PASSAGE below:

Enslaved American (1842–1905)

Lewis Adams (October 27, 1842 – April 30, 1905) was an African-American former slave in Macon County, Alabama, who is best remembered for his work in helping found the school in 1881 in Tuskegee, Alabama which grew to become the normal school that with its first principal, Booker T Washington, grew to become Tuskegee University.

Little is known of Adams' early life. It is known, however, that despite having no formal education, Adams could read, write, and speak several languages. He was an experienced tinsmith, harness-maker, and shoemaker. He was married to Sarah Adams, with whom he had sixteen children. He was an acknowledged leader of the county's African-American community.

Adams was especially concerned that, without an education, formerly enslaved people (and future generations) would not be able to support themselves fully. There were no institutions at that time to teach them essential skills. In partnership with a white former slave owner, Adams established a school in 1874.

In 1880, Adams was approached on behalf of two white candidates seeking election to the Alabama Senate. He was asked what it would take to get the votes of the community's black citizens. Rather than requesting or accepting personal gifts, a common practice, he made a deal with the Democratic Party in Montgomery, promising to secure the African-American vote if funding would be provided for a Normal school for African Americans at Tuskegee. He and a banker, George W Campbell, another former enslaver, skillfully convinced the Alabama Legislature to begin funding US$2,000 (~$ in ) annually for a "Negro Normal School in Tuskegee" starting in 1881. (Normal schools were so named because they taught future teachers educational standards or norms.)

End of PASSAGE.
EXTRACTED MATERIAL below:

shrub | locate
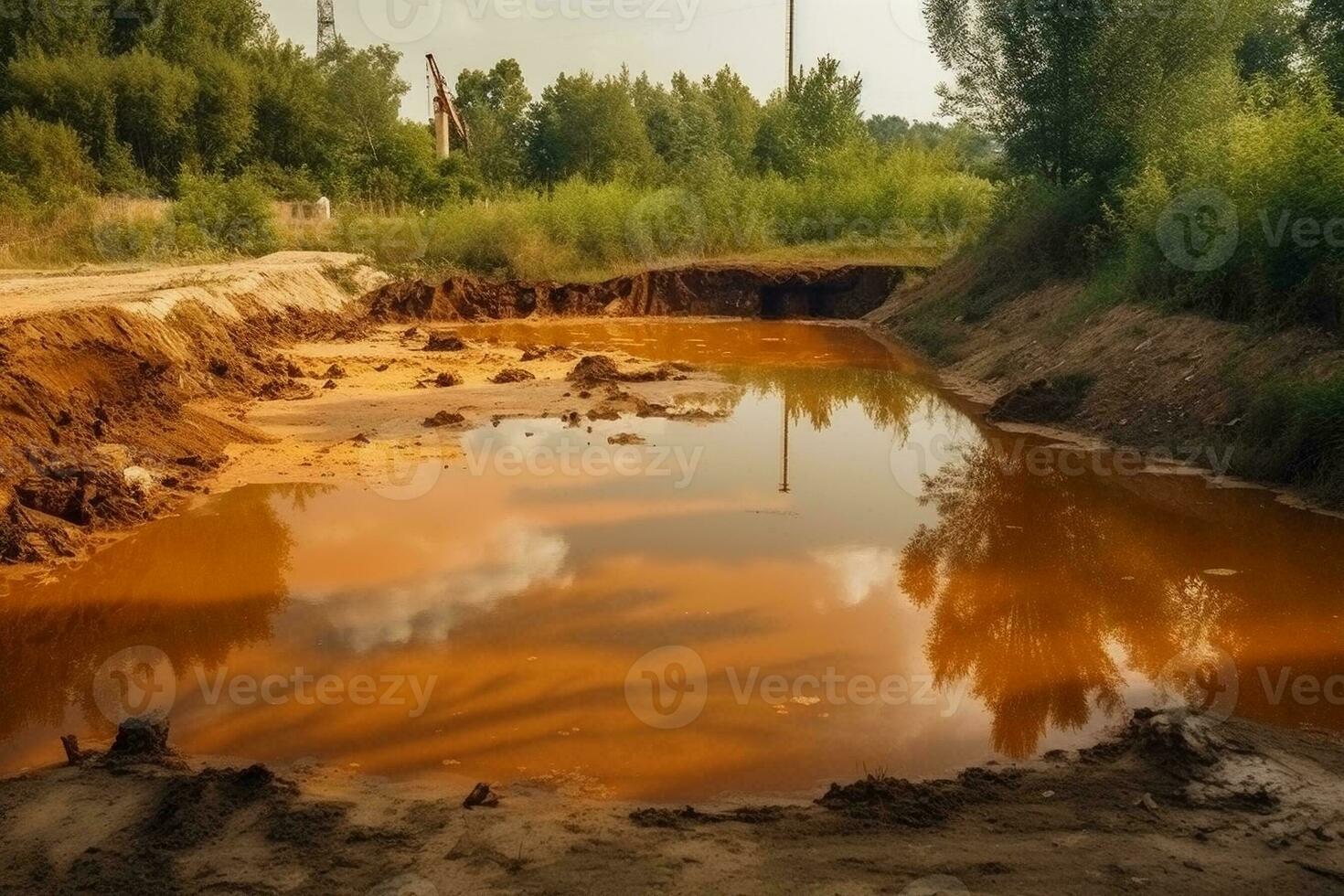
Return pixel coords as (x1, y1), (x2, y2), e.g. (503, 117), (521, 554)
(168, 175), (280, 255)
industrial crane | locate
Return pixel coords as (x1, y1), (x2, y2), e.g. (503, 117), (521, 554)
(425, 52), (472, 158)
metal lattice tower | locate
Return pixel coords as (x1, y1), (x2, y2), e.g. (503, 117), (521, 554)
(317, 0), (336, 52)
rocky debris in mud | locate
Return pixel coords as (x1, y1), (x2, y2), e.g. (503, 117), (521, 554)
(423, 411), (466, 429)
(463, 781), (500, 808)
(491, 367), (537, 384)
(986, 373), (1095, 423)
(105, 713), (174, 762)
(817, 768), (1020, 827)
(432, 372), (463, 389)
(518, 346), (574, 361)
(137, 764), (282, 850)
(257, 379), (315, 401)
(630, 806), (784, 829)
(422, 333), (468, 352)
(564, 355), (695, 389)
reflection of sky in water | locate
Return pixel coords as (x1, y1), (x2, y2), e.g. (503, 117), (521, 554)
(0, 324), (1344, 798)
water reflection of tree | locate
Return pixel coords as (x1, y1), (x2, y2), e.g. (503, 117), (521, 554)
(0, 485), (328, 738)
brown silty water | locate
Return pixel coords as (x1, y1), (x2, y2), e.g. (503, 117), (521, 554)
(0, 321), (1344, 799)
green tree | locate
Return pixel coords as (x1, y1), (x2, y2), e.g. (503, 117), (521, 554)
(0, 109), (98, 201)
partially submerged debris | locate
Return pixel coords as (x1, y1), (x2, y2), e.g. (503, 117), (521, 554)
(630, 806), (784, 827)
(425, 411), (466, 429)
(423, 333), (466, 352)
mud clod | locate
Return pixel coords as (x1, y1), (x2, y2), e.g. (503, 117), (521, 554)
(423, 333), (478, 352)
(423, 411), (466, 429)
(986, 373), (1094, 423)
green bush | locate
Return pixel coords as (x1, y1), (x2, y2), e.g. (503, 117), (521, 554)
(329, 144), (993, 278)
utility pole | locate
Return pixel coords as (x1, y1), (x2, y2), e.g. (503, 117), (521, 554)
(317, 0), (336, 54)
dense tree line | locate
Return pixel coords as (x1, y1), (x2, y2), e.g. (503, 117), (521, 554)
(926, 0), (1344, 326)
(0, 0), (984, 207)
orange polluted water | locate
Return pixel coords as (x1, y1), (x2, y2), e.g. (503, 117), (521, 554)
(0, 321), (1344, 799)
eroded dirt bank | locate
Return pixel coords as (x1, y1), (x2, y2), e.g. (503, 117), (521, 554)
(0, 709), (1344, 896)
(369, 263), (907, 321)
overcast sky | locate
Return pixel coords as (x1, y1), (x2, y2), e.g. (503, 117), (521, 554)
(262, 0), (944, 118)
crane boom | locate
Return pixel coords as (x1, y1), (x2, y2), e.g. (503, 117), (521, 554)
(425, 52), (472, 155)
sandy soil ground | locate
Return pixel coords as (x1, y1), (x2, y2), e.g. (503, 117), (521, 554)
(212, 325), (730, 489)
(0, 710), (1344, 896)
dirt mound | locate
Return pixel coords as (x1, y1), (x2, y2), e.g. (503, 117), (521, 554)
(368, 263), (907, 321)
(425, 333), (466, 352)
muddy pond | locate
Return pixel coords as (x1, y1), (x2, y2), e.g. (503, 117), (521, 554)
(0, 321), (1344, 801)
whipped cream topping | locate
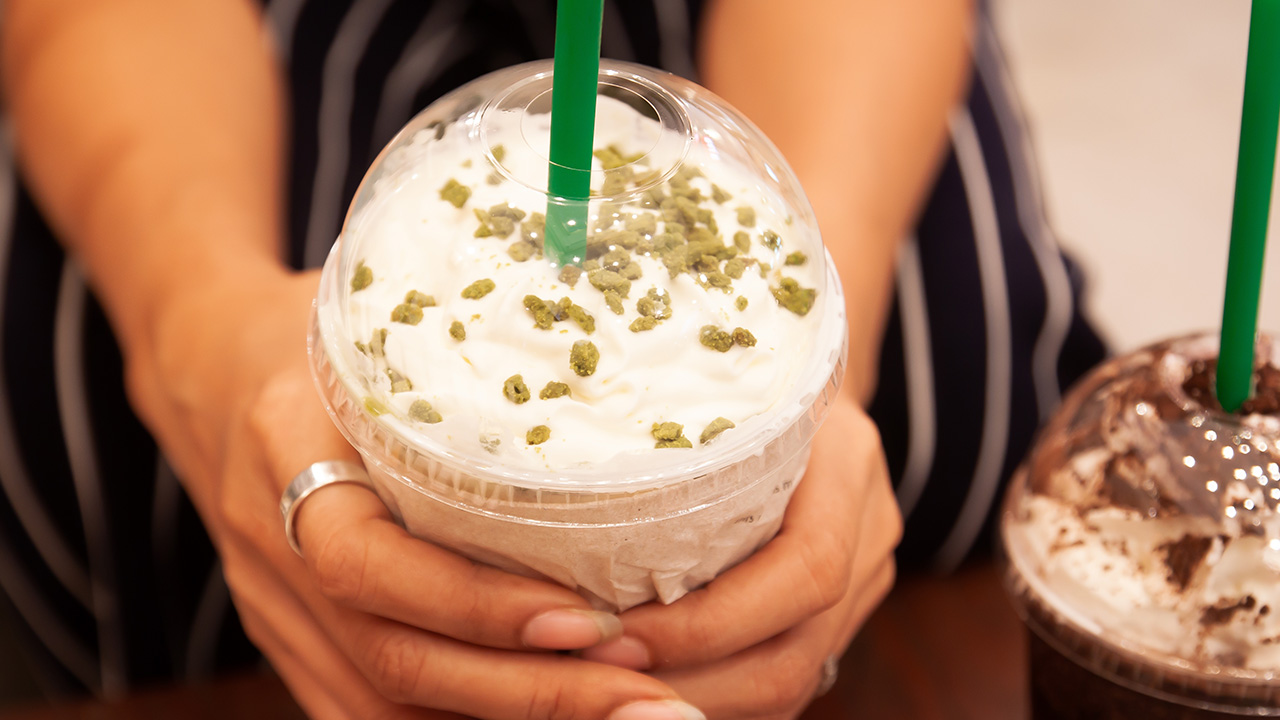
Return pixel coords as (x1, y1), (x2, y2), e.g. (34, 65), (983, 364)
(335, 97), (842, 470)
(1006, 496), (1280, 673)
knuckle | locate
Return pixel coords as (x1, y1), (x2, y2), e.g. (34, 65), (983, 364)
(754, 650), (818, 715)
(525, 683), (577, 720)
(308, 530), (372, 607)
(215, 477), (266, 544)
(364, 632), (433, 702)
(799, 534), (852, 615)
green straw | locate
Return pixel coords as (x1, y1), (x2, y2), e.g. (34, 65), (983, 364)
(1217, 0), (1280, 413)
(547, 0), (604, 265)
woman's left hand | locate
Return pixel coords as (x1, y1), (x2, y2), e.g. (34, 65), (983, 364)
(582, 396), (902, 720)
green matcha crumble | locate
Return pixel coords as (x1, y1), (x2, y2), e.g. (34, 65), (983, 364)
(698, 418), (737, 445)
(462, 278), (497, 300)
(628, 318), (658, 333)
(525, 425), (552, 445)
(404, 290), (435, 307)
(771, 278), (818, 316)
(586, 268), (631, 297)
(408, 400), (444, 425)
(724, 258), (746, 281)
(561, 297), (595, 334)
(568, 340), (600, 378)
(440, 178), (471, 208)
(387, 368), (413, 393)
(392, 302), (422, 325)
(351, 260), (374, 292)
(698, 325), (733, 352)
(538, 380), (573, 400)
(502, 374), (530, 405)
(650, 423), (694, 448)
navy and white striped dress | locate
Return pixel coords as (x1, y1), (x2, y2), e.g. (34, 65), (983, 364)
(0, 0), (1102, 694)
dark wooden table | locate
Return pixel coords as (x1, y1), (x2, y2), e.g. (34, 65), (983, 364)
(0, 566), (1027, 720)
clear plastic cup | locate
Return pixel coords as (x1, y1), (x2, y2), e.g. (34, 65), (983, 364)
(1001, 334), (1280, 720)
(310, 60), (846, 609)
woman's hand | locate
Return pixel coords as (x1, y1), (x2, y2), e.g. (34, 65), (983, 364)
(582, 395), (902, 720)
(128, 272), (696, 720)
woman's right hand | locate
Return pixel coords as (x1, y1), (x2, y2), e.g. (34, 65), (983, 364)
(128, 270), (700, 720)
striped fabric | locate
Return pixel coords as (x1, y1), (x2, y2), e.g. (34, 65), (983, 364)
(0, 0), (1102, 696)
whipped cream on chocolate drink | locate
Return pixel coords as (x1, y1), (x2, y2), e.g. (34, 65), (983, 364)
(1002, 337), (1280, 681)
(311, 60), (847, 610)
(344, 96), (826, 470)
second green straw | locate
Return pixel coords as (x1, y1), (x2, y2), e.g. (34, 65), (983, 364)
(1217, 0), (1280, 413)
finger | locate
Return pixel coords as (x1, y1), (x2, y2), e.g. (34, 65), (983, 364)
(224, 540), (452, 720)
(582, 405), (900, 669)
(655, 559), (893, 719)
(230, 384), (699, 720)
(300, 487), (622, 650)
(240, 373), (622, 650)
(328, 611), (700, 720)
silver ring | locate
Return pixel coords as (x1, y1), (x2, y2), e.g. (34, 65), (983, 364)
(280, 460), (372, 557)
(813, 655), (840, 698)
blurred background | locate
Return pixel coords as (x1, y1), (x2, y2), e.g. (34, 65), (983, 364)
(991, 0), (1280, 351)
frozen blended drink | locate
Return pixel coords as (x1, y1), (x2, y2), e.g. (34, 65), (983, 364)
(311, 61), (846, 609)
(1001, 336), (1280, 720)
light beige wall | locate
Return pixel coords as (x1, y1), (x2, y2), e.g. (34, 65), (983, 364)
(993, 0), (1280, 351)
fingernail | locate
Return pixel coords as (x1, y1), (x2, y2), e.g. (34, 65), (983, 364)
(521, 609), (622, 650)
(609, 700), (707, 720)
(582, 635), (653, 670)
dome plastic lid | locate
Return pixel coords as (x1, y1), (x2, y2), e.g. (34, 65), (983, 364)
(317, 61), (846, 489)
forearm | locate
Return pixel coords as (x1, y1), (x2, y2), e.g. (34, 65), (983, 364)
(701, 0), (973, 402)
(0, 0), (282, 356)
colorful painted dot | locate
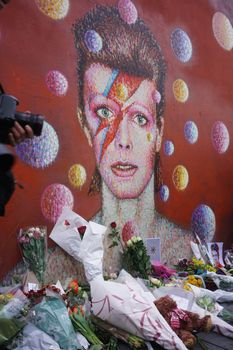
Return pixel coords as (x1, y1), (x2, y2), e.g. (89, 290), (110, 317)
(191, 204), (216, 241)
(159, 185), (169, 202)
(184, 120), (198, 144)
(41, 184), (74, 222)
(35, 0), (70, 20)
(68, 164), (87, 188)
(212, 12), (233, 51)
(118, 0), (138, 24)
(211, 121), (230, 154)
(172, 79), (189, 103)
(84, 30), (103, 53)
(16, 121), (59, 168)
(163, 140), (175, 156)
(146, 132), (153, 142)
(171, 28), (192, 63)
(45, 70), (68, 96)
(153, 90), (161, 104)
(172, 165), (189, 191)
(116, 83), (128, 101)
(121, 220), (139, 243)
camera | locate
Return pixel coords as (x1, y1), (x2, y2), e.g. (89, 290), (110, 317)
(0, 85), (44, 144)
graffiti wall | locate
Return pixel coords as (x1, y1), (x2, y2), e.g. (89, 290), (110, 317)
(0, 0), (233, 277)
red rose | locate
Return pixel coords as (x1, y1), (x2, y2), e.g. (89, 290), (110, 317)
(78, 226), (87, 235)
(68, 280), (78, 294)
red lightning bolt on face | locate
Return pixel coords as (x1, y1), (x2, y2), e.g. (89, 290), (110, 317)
(96, 73), (143, 161)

End of EXTRACTED MATERIAL.

TASK REQUIREMENTS —
1) List every trade that the passage on Lewis Adams says he was experienced in.
2) Reproduce the stretch of the passage on Lewis Adams from "Enslaved American (1842–1905)" through "become Tuskegee University.", copied word for word.

PROBLEM SOLUTIONS —
1) tinsmith, harness-maker, shoemaker

2)
Enslaved American (1842–1905)

Lewis Adams (October 27, 1842 – April 30, 1905) was an African-American former slave in Macon County, Alabama, who is best remembered for his work in helping found the school in 1881 in Tuskegee, Alabama which grew to become the normal school that with its first principal, Booker T Washington, grew to become Tuskegee University.